━━━ Excerpted records

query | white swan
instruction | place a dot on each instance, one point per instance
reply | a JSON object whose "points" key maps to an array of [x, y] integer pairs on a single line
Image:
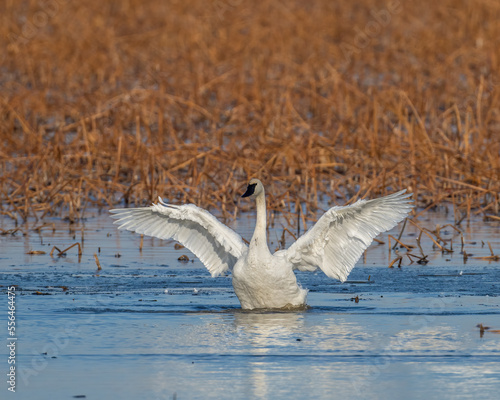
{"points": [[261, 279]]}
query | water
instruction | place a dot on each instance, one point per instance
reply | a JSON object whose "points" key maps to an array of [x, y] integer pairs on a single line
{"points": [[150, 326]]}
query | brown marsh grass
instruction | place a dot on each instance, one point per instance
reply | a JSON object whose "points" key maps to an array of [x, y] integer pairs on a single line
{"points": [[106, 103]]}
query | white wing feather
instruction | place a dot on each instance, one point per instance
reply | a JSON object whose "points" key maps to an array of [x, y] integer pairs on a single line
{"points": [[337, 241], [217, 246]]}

━━━━━━
━━━ Excerpted records

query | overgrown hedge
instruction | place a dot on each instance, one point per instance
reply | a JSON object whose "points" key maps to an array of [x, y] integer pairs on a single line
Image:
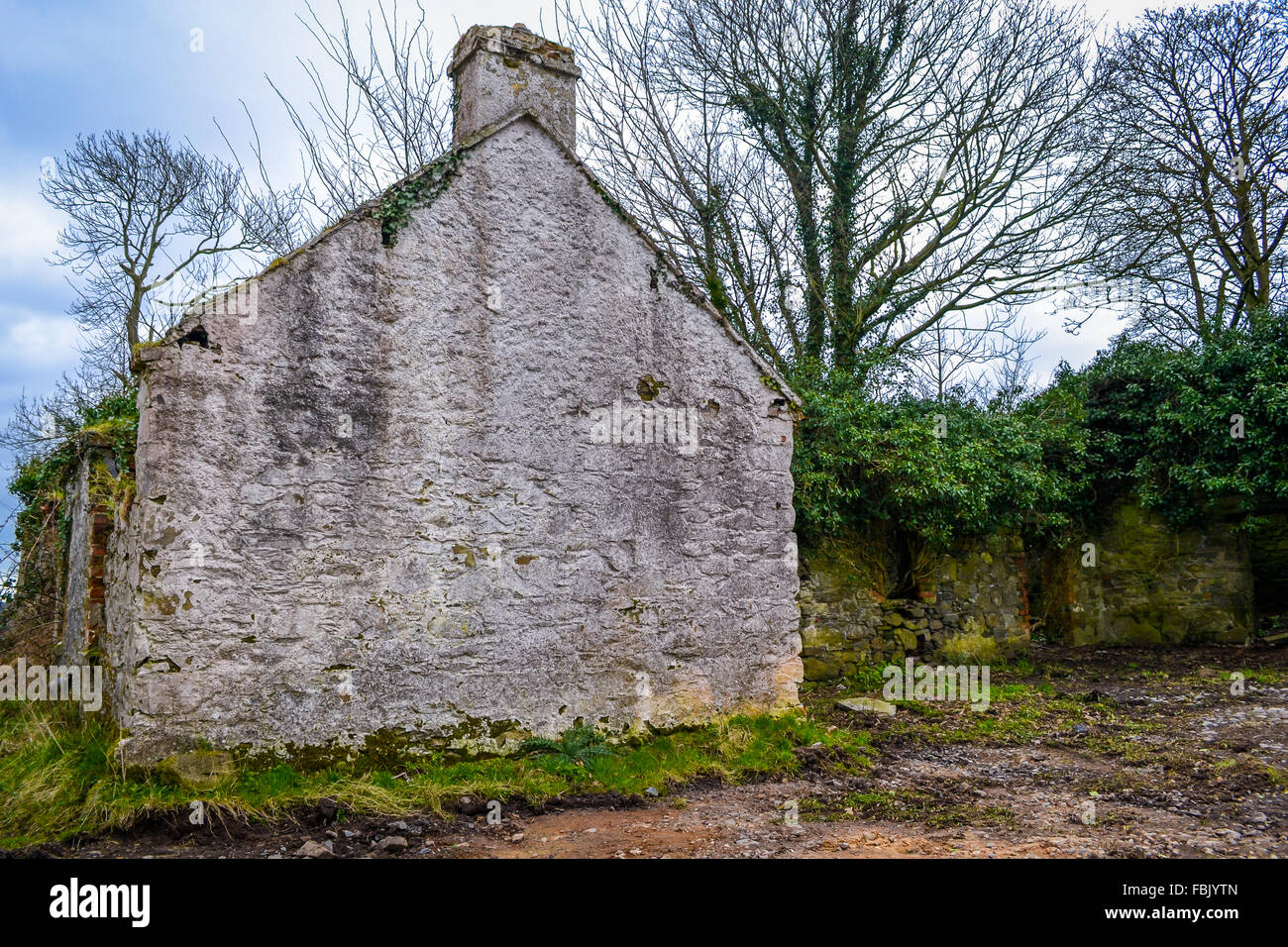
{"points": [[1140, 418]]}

━━━━━━
━━━ Excerpted records

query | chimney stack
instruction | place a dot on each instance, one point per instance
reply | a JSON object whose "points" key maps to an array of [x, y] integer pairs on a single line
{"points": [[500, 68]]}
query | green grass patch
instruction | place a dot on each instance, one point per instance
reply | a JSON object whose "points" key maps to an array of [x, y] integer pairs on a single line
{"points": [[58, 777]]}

━━━━━━

# [Directions]
Pick out every line of the data above that contains the word "query", treating uppercase and lowercase letters as different.

# [Result for this exercise]
query | white swan
query | water
query | brown marsh grass
query | white wing feather
query | overgrown hedge
query | chimney stack
query | green grass patch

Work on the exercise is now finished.